DATASET EXTRACT ::
++++++
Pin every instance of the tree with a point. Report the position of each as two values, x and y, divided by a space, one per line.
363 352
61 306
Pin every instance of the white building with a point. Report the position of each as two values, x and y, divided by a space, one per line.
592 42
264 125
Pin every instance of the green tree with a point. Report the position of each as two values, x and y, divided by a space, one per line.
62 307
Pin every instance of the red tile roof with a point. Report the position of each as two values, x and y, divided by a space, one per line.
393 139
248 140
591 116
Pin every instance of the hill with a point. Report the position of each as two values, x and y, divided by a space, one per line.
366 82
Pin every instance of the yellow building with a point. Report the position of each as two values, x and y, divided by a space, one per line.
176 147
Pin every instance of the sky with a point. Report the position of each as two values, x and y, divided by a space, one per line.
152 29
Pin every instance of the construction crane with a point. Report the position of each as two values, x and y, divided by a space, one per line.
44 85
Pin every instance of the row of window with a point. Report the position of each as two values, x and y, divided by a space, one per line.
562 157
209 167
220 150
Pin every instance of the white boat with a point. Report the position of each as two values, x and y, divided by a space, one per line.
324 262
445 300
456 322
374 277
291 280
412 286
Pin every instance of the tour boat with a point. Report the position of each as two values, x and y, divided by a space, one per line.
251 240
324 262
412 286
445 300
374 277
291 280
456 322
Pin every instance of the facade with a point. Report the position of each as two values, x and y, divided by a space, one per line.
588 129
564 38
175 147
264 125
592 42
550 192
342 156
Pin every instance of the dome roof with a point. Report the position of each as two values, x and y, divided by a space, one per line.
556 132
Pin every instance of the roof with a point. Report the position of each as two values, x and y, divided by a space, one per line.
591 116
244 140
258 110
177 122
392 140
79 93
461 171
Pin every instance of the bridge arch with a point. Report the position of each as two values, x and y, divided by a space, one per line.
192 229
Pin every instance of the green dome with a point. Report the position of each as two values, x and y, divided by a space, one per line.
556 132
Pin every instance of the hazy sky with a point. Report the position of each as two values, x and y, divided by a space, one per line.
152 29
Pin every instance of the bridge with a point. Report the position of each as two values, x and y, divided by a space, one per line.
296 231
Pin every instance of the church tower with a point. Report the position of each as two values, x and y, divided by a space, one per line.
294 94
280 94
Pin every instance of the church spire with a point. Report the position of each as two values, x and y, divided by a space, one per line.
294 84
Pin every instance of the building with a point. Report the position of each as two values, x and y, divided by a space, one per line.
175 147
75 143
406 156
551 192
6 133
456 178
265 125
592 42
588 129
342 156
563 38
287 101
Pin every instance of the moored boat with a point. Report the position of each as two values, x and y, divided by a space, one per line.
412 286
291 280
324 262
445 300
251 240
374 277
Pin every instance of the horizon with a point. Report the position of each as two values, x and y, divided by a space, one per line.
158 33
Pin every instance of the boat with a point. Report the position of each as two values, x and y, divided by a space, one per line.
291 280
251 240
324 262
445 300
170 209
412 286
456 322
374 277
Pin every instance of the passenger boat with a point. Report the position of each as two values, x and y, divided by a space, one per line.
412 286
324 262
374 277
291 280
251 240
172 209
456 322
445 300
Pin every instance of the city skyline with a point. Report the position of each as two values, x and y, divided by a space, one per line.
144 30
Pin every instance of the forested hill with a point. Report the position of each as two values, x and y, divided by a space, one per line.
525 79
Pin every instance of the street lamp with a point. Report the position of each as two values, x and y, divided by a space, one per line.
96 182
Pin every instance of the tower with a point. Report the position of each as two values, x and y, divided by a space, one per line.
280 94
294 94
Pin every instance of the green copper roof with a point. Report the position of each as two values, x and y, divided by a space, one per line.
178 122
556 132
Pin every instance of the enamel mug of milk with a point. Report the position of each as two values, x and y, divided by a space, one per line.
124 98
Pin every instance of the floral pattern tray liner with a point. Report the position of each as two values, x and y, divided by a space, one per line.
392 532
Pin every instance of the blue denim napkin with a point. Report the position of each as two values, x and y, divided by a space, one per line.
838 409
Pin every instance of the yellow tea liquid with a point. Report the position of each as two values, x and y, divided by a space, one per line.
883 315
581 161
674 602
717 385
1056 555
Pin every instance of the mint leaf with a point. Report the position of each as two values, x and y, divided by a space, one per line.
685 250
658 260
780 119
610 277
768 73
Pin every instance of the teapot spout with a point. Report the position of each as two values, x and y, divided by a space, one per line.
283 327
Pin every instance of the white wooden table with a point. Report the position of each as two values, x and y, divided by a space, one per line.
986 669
++++++
TASK :: The full set of records should be duplicated exactly.

SOLUTION BELOW ::
Pin every instance of the tree with a point. Report the position of each as two values, x and y, divided by a space, one per line.
363 352
61 306
Pin every instance of the white building with a point. Report the position of each as two values, x and y, divided by a space, one per line.
592 42
264 125
Pin every instance of the green tree with a point. Report the position of each as two values, x and y, divided by a space, one per line.
62 307
Pin every instance of the red tile roof with a point. Report the position of each as two values, x and y, divided by a space, one per line.
393 139
248 140
591 116
Pin every instance of the hill with a point. Report the position of each as two values, x and y, divided by a space, one per line.
366 82
Pin every instance of the yellow building with a point. Report the position of each as two values, x and y, divided by a space, one per line.
176 147
Pin every instance of the sky with a point. Report the position of each as two values, x and y, divided by a space, one per line.
152 29
Pin every instance of the construction crane with a point. Report the position of each as two values, x and y, divided by a space, one per line.
44 85
Pin every instance of the row of window with a point. Report the position of each as two values, x and y, divided by a space, one per line.
562 157
209 167
220 150
Pin every instance of the white boat with a point. Report the position of each as two values, x and y, divided by a space, one per line.
324 262
445 300
456 322
374 277
291 280
412 286
Pin every instance of the tour boat with a point. Report the position of each as two values, x and y, divided by a space, one per line.
251 240
324 262
412 286
445 300
374 277
291 280
456 322
Pin every instance of the facade with a point. Report the position of each as two values, x and y, divided by a space, one per line.
588 129
564 38
175 147
264 125
592 42
550 192
342 156
Pin every instance of the dome roof with a point. Report the position of each as two values, x and y, divided by a space, one per line.
556 132
Pin every instance of the roof with a point. Report the position of each as two values, x and y, divided by a space, one per line.
591 116
244 140
258 110
177 122
392 140
79 93
461 171
Pin every instance of the bridge arch with a point. Report the position of each as two values, x and y, divided by a space, one per line.
192 229
Pin every instance of the green dome with a point. Report the position of each as two values, x and y, divided by a space, one per line.
556 132
Pin every instance of the hazy sky with a point. Report the position of each as two values, x and y, divided by a space, one per line.
152 29
Pin every instance of the bridge with a point. Report the position of each as two values, x and y, divided by a space, one per line.
296 231
Pin every instance of the church tower with a point. Report the position of each as two values, x and y, divided by a space, one per line.
294 94
280 94
Pin every instance of the church spire with a point. Report the position of each as two values, x and y, divided by a space, one per line.
294 84
Pin every instance of the building with a point. Report the position of each as two values, x and y, divided by a space, one per line.
175 147
75 143
406 156
551 192
6 133
456 178
265 125
592 42
588 129
342 156
563 38
287 101
Pin every instance of the moored boat with a point. Report the position of each as two values, x and y, divided by a space, one per line.
412 286
291 280
324 262
445 300
251 240
374 277
Pin every instance of the horizon with a point. Report the position of each as two values, x and y, divided by a space, one per line.
158 33
Pin every instance of the boat with a point. Report the position of each as two values, x and y, divided by a space, one per line.
291 280
251 240
324 262
445 300
170 209
412 286
456 322
374 277
Pin every instance of the passenger boat with a point. Report the position of each as two values, x and y, divided by a space, one per line.
412 286
324 262
374 277
291 280
251 240
172 209
456 322
445 300
Pin every instance of the city skyline with a point. Report the position of each as two values, x and y, divided by a space, one per line.
144 30
Pin every instance of the forested hill with a point. Report the position of each as two values, x and y, divided by a space, one per line.
525 79
Pin every instance of the street lamp with a point. Report the position of each as two values, x and y, divided by a space, one per line.
96 182
Pin every instance of the tower with a point. Report the position of each as two values, x and y, divided by a space, one per line.
280 94
294 94
Pin every instance of the green copper roof with a point. Report the position of each as two values, x and y, divided by a space, one per line.
178 122
556 132
Pin every instance of the enamel mug of milk with a point. Report the position of each as two values, x and y, divided by a space, one per line.
124 98
Pin every instance of the floral pattern tray liner with a point. Report the position of each as two values, x and y, divided by a space, one per line.
392 532
Pin every instance of the blue denim napkin with a point. Report the position of each as two values, x and y, divided by a space, one per line.
838 409
Pin every instance of the yellow tea liquid with a point. Report the position of each as two values, x and y, divided by a space, one per line.
883 315
581 161
674 602
717 385
1056 555
Pin every instance of the mint leaf with a point. Report the position of each as two values, x and y, divided by a space, one per line.
685 250
658 260
780 119
610 277
768 73
Pin every instance of the teapot spout with a point. Report the position of each as two values, x and y, divided by a space, one per line.
283 327
Pin every instance of the white wooden table with a point. Report the position of each as two values, x and y, divided by a space, one per line.
986 669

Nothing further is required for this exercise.